Given records:
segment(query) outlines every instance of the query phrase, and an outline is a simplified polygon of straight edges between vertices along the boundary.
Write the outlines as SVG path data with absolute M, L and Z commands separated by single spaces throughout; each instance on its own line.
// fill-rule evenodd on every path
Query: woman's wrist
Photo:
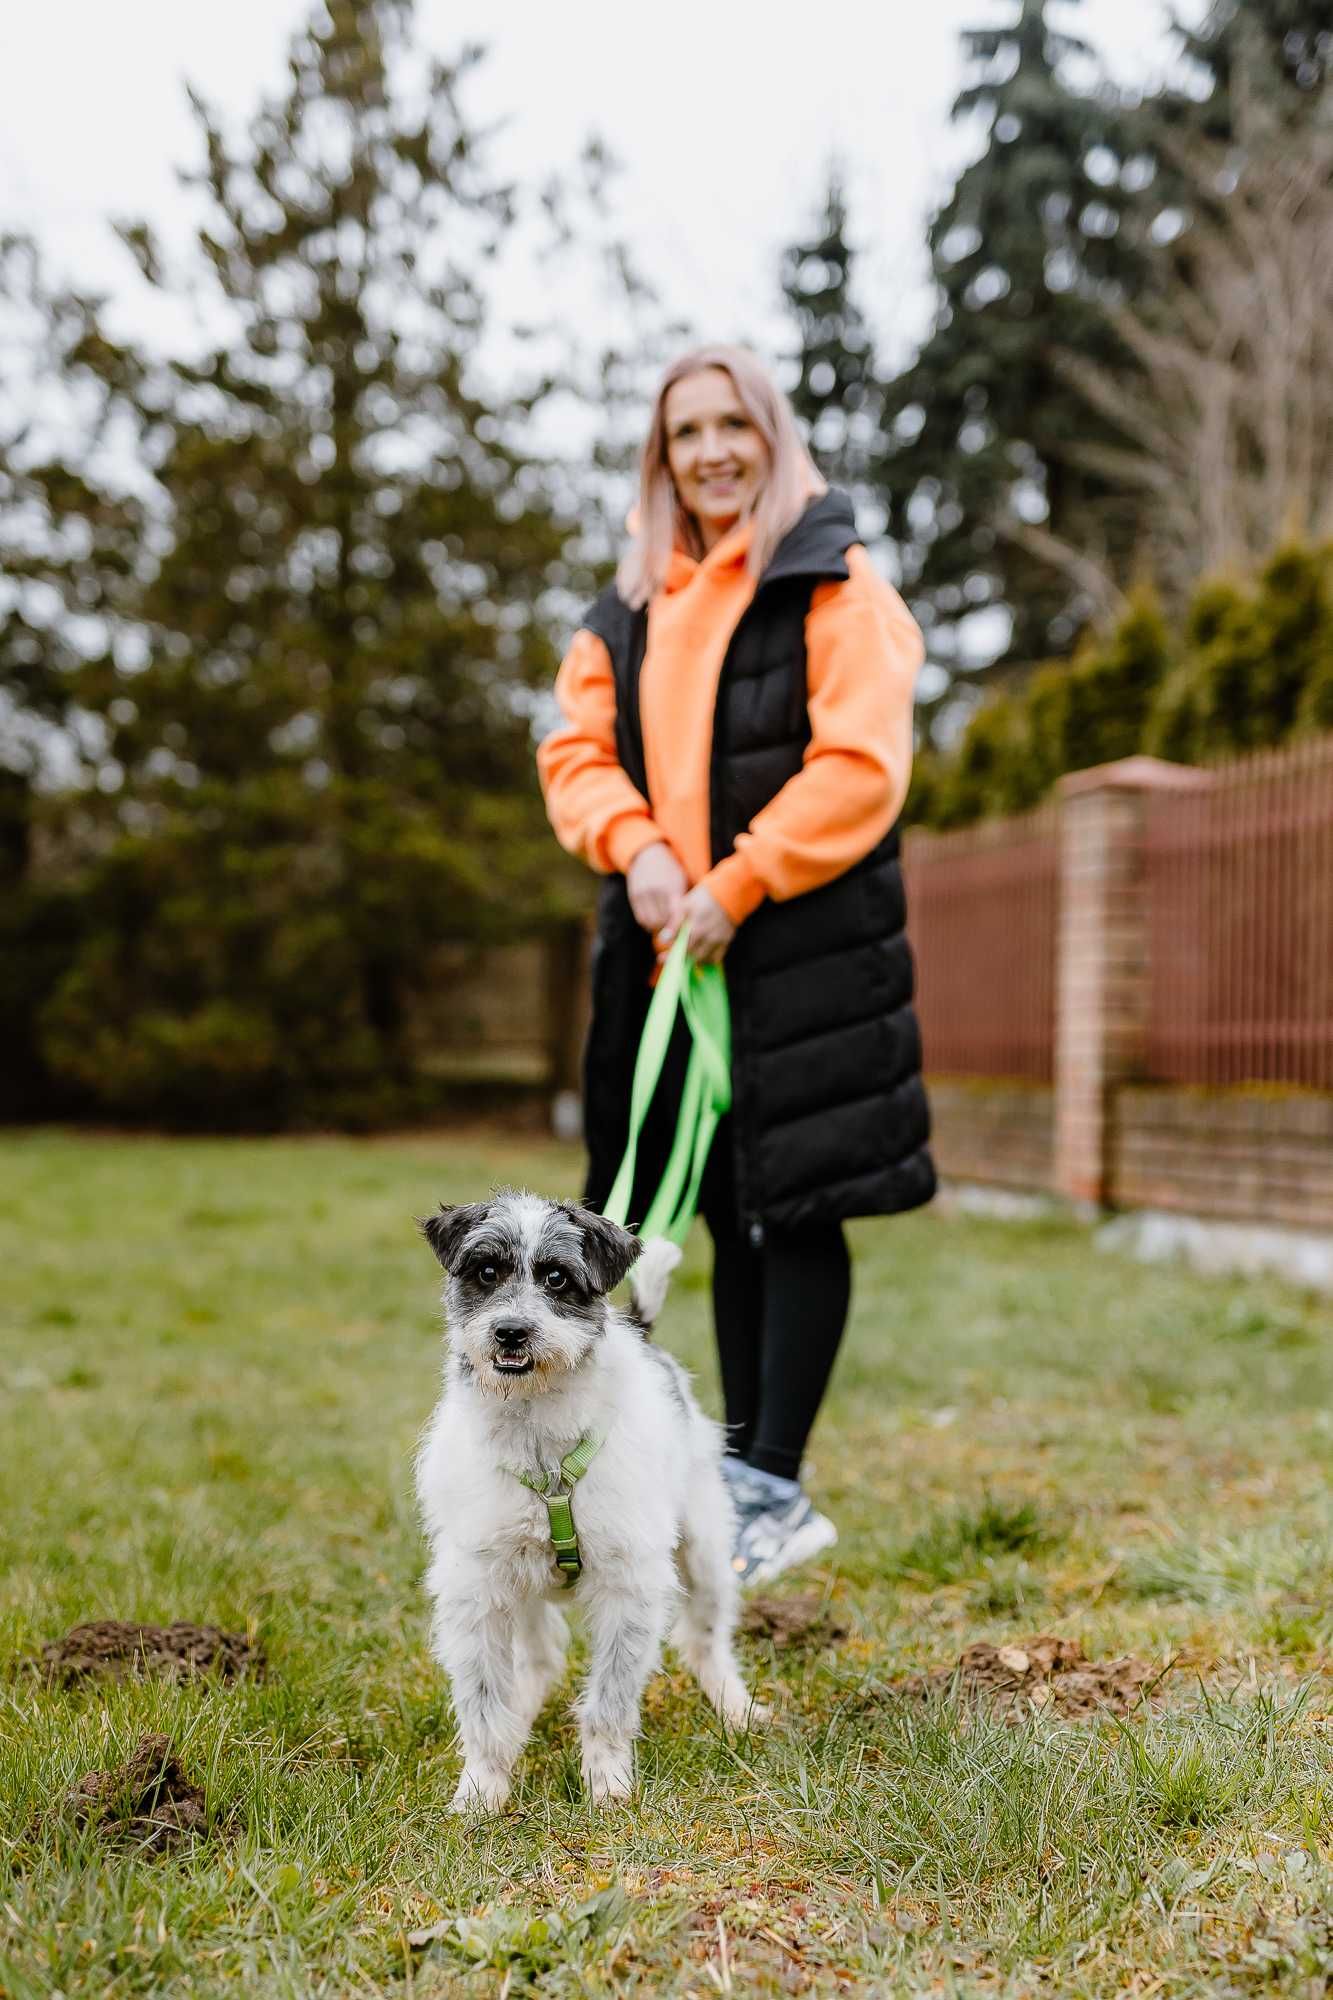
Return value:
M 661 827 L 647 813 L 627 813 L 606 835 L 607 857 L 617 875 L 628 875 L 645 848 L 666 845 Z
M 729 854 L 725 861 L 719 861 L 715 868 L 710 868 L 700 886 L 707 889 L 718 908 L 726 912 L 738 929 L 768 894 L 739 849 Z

Directions:
Word for word, retype the material above without its pictures.

Answer to this exercise:
segment(query) outlines every instance of the query phrase, and an outline is a simplified polygon of straight edges between vertices along the boundary.
Write the outlines as SVG path data with absolute M, L and Z commands separated by single spaces throughout; each instance on its own line.
// fill-rule evenodd on every path
Query: woman's wrist
Photo:
Return value:
M 661 827 L 647 813 L 627 813 L 606 835 L 607 857 L 617 875 L 628 875 L 645 848 L 666 845 Z
M 729 854 L 725 861 L 719 861 L 715 868 L 710 868 L 700 886 L 707 889 L 718 908 L 726 912 L 738 929 L 768 894 L 739 849 Z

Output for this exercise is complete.